»»
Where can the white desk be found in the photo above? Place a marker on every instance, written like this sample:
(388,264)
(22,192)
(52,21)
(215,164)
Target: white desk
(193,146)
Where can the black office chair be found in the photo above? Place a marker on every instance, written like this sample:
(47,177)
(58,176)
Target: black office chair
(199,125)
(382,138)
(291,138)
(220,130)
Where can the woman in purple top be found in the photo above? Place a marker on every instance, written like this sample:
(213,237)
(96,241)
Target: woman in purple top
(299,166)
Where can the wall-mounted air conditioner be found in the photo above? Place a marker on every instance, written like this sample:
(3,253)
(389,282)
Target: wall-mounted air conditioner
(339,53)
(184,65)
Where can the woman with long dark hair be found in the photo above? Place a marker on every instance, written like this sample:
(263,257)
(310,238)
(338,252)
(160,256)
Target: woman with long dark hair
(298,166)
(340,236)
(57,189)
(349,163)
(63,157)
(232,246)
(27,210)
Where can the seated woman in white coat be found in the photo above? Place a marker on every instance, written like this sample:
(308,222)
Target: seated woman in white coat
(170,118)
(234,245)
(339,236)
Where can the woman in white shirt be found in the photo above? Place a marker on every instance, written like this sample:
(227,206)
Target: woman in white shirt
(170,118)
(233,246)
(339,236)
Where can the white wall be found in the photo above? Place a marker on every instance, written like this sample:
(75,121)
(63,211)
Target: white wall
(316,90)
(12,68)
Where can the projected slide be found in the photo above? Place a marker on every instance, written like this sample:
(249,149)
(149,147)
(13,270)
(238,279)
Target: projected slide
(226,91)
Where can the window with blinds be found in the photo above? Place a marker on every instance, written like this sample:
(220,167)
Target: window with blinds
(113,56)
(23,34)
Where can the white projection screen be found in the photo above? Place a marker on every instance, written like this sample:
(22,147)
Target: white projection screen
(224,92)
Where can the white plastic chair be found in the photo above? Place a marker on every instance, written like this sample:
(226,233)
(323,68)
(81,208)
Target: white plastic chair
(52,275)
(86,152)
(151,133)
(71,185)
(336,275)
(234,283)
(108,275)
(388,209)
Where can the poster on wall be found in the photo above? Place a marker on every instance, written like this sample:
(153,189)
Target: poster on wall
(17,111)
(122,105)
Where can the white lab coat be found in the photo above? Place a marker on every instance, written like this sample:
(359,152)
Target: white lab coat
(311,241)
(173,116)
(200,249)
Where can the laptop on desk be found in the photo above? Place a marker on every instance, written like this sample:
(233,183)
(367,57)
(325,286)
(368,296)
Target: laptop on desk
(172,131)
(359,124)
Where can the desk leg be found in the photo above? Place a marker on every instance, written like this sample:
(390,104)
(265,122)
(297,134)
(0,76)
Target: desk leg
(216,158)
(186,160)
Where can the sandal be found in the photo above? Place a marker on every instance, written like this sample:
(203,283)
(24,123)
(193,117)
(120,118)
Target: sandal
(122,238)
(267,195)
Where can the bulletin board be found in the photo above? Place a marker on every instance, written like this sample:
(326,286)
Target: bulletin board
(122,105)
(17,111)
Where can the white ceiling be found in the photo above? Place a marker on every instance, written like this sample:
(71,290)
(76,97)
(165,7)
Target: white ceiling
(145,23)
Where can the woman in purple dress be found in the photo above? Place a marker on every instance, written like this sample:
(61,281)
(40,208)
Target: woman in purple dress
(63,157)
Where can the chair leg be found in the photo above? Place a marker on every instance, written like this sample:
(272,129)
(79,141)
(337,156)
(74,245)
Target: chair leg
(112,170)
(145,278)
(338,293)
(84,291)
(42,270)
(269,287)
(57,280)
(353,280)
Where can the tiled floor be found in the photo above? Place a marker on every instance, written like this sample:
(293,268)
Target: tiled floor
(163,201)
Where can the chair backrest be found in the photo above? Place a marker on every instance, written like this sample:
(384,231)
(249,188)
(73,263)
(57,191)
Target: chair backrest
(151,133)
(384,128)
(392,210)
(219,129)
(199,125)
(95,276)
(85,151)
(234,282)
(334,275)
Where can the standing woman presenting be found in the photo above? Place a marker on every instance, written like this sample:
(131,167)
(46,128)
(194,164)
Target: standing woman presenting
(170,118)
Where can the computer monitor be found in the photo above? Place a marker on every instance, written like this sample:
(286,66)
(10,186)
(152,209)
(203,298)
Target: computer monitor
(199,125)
««
### THE TASK:
Type out all of the material again, word for word.

### TASK OUTPUT:
Where can the white desk be found in the photo above? Place a marker on every instance, written like this sample:
(388,264)
(22,192)
(52,21)
(215,164)
Target: white desk
(193,146)
Where can the black office chair be found in the photo above? Place a marker on every instance, written like this sample:
(47,177)
(58,176)
Target: black office chair
(199,125)
(382,138)
(291,138)
(220,130)
Where can the woman in purple top be found in the photo above? Place a marker on every instance, written like this sample:
(213,237)
(96,241)
Target: woman in purple top
(299,166)
Where can the wall-mounted air conditioner be found in the photo above? Place a marker on every instance, written like this sample:
(3,253)
(389,282)
Target: wall-mounted air conditioner
(339,53)
(184,65)
Where can the woman with long dark hair be found in the photo above? Place a marker on every instance, written like this sample:
(263,257)
(310,238)
(338,252)
(160,256)
Target: woman with long dark hair
(298,166)
(340,236)
(57,189)
(349,163)
(63,157)
(232,246)
(27,210)
Where can the seated woman in white coat be found in the photo above? Place a marker on every instance, written like this sample:
(308,222)
Target: seated woman in white coat
(170,118)
(234,245)
(339,236)
Where can the woman in white shirt be found in the photo above? Place a marker on every instance, written like this sample:
(227,206)
Target: woman in white shirt
(170,118)
(233,246)
(339,236)
Where can the white wall be found in the photo above? Place a marker on every instance, written like this sample:
(75,121)
(63,211)
Target: white wall
(316,90)
(12,68)
Where can the projected slide be found in the photo above? Place a marker on every instance, written like this sample:
(249,149)
(149,147)
(13,270)
(238,279)
Target: projected slide
(226,91)
Where can the window with blinds be found in the photo above? Place a marker on every instance, written like this sample:
(220,167)
Target: window with blinds
(113,56)
(23,34)
Where can the white projection screen be found in the photo above? Place a marker on every instance, written like this sample:
(22,147)
Target: white projection screen
(224,92)
Where can the white plastic chair be found in the photo above? Place a marker on every instance, written like this sample:
(226,233)
(323,68)
(81,208)
Target: white plastic chair
(52,275)
(86,152)
(151,133)
(71,185)
(336,275)
(234,283)
(108,275)
(388,209)
Where can the poster on wall be found in the photo above? Place a marker on every instance, written like this sample:
(153,189)
Target: poster on wall
(17,111)
(122,105)
Where can the white lab coat be found in the photo above? Place a marker on every instance, written like this sample:
(359,152)
Target: white lab coat
(311,241)
(173,116)
(200,249)
Where can the laptop on desk be found in the photo above? Place a marker on every instance, written like this sample:
(233,183)
(367,57)
(325,286)
(368,296)
Target: laptop on desk
(172,131)
(359,124)
Where can the desk leg be found in the photo above? Place a marker on every instance, written like this sample:
(390,104)
(265,122)
(297,134)
(0,76)
Target: desk leg
(216,158)
(186,160)
Where can the sandal be found in the photo above? Place a marker on every instance, written like this sample:
(203,283)
(24,123)
(193,117)
(120,118)
Target: sandal
(122,238)
(267,195)
Where can the bulletin board be found in the photo above? Place a marker on every instance, written like this sample:
(326,286)
Target: bulletin board
(122,105)
(17,111)
Where can the white ceiling be found in the photo above? Place a marker on every instance, written like this sample:
(71,290)
(76,97)
(165,7)
Target: white ceiling
(145,23)
Where can the woman in purple dress be found in the photo above? Place a marker on every instance, written like this sample:
(61,281)
(40,208)
Target: woman in purple dress
(63,157)
Where can the chair leg be found in the photo above? Place a marker on every instance, written like this sample:
(272,129)
(79,141)
(337,156)
(74,245)
Target: chair leg
(112,170)
(145,278)
(338,293)
(84,291)
(42,270)
(269,287)
(57,280)
(353,280)
Where can the tiled floor be found in the photo above? Place a marker on every instance, written like this sample:
(293,268)
Target: tiled floor
(163,201)
Where can the chair backrest be found in the photo above? Place a marker on every instance, written like this sample:
(384,231)
(249,188)
(73,263)
(57,191)
Target: chair backrest
(151,133)
(384,128)
(392,210)
(219,129)
(199,125)
(95,276)
(85,151)
(234,282)
(334,275)
Where can the standing woman presenting be found in the photo above? Place a marker on every instance, written like this sample:
(131,167)
(46,128)
(194,164)
Target: standing woman presenting
(170,118)
Where can the computer monitor be found in the photo above? Place a marker on every instance, written like this sample:
(286,66)
(10,186)
(152,209)
(203,298)
Target: computer monitor
(199,125)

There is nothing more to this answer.